» Exercise aim:
Render the lines of the records as a numbered list, starting at the line that contains "of the brick" and ending at the line that contains "Target: brick chimney", with both end lines included and blank lines omitted.

Records excerpted from a collection
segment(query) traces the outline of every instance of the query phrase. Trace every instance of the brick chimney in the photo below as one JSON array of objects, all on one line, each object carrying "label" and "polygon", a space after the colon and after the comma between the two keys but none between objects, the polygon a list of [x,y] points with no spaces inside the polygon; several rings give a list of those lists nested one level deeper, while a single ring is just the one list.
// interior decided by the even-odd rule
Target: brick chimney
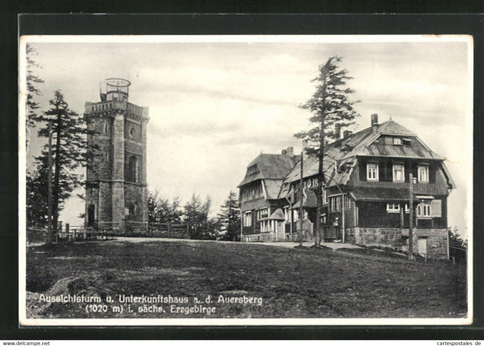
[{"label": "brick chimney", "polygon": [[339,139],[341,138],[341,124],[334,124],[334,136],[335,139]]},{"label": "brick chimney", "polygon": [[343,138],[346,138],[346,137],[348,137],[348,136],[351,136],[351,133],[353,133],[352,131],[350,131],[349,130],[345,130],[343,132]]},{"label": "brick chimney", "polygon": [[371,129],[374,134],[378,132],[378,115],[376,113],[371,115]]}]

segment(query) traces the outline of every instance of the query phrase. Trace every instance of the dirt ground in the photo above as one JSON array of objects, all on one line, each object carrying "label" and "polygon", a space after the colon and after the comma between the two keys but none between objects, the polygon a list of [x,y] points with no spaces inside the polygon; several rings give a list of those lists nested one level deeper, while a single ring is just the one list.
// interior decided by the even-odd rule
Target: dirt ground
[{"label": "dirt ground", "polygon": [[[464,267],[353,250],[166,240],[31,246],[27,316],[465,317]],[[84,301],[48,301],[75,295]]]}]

---

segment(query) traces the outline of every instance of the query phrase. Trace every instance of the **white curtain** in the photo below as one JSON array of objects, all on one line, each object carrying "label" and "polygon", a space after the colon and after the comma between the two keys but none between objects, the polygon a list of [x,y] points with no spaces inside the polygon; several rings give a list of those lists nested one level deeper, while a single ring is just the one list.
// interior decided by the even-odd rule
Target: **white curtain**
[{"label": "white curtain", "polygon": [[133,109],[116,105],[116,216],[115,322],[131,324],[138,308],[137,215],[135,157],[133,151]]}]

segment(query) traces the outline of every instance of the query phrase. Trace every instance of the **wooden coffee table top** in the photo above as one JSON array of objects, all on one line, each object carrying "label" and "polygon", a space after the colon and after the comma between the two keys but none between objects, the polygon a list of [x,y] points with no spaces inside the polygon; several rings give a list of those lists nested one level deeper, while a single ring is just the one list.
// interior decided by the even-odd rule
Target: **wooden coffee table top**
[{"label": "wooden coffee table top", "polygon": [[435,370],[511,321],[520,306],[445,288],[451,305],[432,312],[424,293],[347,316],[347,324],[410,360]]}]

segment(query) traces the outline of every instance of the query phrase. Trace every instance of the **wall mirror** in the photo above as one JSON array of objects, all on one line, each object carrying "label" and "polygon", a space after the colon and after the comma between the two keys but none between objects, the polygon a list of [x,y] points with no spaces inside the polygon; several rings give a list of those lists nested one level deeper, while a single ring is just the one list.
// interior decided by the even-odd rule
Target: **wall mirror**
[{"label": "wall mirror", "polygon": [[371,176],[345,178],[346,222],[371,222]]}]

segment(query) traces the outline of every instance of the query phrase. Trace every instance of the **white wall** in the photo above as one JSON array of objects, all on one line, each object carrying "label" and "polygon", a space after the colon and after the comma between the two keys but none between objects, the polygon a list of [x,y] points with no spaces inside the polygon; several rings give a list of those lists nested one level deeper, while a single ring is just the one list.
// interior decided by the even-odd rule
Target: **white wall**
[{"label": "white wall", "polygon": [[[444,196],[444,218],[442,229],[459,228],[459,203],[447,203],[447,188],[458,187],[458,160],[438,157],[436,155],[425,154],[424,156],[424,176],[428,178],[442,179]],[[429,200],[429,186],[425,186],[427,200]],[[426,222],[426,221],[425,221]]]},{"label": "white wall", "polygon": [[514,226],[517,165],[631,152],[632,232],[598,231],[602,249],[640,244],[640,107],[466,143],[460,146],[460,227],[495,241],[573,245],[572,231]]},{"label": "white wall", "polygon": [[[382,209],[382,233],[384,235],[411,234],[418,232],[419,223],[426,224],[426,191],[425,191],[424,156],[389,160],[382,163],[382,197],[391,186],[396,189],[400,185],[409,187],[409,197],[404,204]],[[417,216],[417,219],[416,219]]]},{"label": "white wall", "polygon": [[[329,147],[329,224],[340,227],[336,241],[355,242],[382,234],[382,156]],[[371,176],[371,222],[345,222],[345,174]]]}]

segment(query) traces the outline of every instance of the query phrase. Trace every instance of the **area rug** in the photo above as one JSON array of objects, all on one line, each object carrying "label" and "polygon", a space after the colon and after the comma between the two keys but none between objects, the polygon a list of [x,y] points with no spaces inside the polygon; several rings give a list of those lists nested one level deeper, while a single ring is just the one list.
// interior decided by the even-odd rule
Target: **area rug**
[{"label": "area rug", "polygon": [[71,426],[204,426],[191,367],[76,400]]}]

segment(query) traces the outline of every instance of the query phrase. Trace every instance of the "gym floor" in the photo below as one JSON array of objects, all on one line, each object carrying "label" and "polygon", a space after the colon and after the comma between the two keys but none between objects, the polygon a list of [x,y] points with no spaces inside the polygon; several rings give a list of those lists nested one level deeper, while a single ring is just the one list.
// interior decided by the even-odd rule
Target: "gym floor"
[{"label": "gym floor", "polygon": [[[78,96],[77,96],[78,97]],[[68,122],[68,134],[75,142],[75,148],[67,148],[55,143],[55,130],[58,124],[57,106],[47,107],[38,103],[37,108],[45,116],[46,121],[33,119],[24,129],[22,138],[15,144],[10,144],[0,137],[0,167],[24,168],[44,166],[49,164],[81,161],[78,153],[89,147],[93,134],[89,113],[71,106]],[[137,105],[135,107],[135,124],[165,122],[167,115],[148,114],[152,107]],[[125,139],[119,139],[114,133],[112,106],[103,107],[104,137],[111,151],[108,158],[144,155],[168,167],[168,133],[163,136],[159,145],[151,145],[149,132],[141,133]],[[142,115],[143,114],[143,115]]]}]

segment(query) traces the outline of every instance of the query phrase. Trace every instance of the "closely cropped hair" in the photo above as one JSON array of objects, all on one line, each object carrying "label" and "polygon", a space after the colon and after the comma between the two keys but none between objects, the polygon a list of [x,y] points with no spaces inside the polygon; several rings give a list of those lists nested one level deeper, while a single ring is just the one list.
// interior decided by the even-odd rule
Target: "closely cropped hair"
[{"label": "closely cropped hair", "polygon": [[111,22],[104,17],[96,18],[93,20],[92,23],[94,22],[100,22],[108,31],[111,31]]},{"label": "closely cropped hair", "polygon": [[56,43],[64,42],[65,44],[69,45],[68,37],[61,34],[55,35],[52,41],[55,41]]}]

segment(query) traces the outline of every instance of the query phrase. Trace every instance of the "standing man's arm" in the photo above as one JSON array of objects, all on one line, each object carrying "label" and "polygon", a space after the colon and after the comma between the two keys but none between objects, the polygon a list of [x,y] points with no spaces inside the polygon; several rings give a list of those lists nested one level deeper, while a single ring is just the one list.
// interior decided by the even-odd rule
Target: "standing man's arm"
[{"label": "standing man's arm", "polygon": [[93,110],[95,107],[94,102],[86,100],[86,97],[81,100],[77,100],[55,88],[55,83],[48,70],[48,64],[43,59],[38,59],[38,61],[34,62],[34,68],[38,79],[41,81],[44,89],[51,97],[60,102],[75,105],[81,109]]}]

...

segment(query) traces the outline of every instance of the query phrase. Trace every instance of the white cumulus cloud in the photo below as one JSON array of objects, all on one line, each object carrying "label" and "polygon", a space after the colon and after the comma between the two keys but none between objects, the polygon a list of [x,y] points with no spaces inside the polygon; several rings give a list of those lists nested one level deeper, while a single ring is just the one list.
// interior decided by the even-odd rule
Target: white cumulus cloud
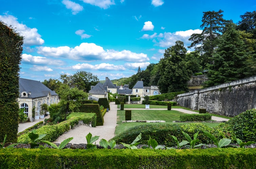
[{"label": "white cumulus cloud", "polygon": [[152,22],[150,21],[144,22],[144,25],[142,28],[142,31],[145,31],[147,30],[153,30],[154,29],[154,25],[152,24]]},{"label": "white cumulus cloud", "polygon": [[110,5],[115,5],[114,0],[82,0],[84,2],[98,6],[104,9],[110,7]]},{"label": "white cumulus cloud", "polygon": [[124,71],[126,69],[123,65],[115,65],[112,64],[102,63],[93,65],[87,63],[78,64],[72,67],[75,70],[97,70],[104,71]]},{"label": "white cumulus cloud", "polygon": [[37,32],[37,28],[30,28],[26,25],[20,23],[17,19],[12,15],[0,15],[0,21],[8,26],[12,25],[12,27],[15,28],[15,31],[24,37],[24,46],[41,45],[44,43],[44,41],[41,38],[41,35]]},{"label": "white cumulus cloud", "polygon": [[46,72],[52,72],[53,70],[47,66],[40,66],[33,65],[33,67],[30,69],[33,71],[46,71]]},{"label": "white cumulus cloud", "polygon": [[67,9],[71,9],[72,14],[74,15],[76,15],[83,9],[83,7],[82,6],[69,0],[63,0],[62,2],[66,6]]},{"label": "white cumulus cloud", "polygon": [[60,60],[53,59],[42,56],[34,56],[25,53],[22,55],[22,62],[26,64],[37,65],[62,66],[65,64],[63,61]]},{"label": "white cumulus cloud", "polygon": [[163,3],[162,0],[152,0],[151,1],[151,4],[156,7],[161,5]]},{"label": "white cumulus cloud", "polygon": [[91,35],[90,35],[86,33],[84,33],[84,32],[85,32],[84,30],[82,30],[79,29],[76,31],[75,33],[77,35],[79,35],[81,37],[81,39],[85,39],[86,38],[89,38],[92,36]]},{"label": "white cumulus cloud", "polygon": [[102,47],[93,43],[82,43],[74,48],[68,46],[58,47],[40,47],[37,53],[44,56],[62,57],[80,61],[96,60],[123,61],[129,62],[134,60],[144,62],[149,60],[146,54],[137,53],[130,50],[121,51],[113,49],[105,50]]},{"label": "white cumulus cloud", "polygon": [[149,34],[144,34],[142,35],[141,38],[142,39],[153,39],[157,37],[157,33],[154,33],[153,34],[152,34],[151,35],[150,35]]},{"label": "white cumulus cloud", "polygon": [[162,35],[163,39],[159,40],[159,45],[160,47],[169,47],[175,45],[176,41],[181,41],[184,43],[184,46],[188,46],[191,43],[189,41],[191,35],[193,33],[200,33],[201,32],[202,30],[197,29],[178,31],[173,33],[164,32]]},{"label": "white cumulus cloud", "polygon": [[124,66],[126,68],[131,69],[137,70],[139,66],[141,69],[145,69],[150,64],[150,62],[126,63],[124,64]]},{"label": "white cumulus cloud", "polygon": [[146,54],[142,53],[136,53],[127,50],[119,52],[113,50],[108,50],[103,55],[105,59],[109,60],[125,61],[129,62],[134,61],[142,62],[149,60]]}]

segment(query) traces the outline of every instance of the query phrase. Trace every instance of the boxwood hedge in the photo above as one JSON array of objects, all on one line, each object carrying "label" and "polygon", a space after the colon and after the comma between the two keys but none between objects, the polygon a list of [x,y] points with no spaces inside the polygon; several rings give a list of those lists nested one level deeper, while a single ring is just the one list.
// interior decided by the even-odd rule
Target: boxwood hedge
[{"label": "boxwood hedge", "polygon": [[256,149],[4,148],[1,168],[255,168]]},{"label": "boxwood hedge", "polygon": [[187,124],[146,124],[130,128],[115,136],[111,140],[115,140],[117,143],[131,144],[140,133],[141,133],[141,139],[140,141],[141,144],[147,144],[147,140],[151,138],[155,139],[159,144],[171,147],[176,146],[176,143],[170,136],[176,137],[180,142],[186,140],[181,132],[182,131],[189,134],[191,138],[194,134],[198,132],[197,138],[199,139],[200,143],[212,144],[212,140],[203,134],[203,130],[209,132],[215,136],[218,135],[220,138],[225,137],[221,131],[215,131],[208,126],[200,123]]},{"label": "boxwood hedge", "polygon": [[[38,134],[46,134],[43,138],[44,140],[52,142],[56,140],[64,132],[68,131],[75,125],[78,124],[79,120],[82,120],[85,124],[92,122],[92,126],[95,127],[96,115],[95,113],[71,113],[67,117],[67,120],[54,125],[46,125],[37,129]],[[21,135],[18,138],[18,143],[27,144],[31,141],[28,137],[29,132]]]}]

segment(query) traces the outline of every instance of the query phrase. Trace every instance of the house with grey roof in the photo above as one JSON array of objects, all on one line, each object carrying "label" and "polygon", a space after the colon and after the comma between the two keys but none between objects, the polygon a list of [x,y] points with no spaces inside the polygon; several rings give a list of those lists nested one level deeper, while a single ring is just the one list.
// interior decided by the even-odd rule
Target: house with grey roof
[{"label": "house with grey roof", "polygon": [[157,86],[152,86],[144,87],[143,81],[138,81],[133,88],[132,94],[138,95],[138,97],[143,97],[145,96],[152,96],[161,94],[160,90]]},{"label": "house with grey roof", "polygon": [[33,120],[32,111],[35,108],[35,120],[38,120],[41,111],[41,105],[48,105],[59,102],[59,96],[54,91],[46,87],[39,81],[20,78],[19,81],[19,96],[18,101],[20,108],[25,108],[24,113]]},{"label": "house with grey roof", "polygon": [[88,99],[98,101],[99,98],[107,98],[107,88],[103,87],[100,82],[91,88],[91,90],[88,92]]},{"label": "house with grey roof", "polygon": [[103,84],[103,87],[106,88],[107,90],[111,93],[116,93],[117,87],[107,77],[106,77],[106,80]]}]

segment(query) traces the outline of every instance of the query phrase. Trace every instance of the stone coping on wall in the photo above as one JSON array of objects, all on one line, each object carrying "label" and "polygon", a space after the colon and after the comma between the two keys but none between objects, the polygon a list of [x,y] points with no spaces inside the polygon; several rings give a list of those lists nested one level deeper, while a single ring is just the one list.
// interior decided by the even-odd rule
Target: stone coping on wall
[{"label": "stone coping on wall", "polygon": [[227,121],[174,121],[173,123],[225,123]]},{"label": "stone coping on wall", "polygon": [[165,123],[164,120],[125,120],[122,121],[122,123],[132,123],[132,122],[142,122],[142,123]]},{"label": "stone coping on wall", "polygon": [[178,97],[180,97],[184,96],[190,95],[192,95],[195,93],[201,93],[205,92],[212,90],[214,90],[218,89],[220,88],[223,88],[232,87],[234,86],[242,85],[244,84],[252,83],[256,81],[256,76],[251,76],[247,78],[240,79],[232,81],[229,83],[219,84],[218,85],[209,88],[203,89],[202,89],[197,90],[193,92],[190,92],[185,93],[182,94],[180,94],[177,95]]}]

» Task solution:
1. segment(query) traces the outline of every instance of the query phrase. Trace every instance of the brick chimney in the photo below as one JSON array of objects, all on one line, each object carrying "label" and "polygon", a space after the colon and after the comma between the two keys but none between objects, the polygon a list of [x,y] points with no spaces inside the polygon; several rings give a list of those lists nested one level deeper, while a single ring is just the one list.
2. // interior decided by the even-odd rule
3. Target: brick chimney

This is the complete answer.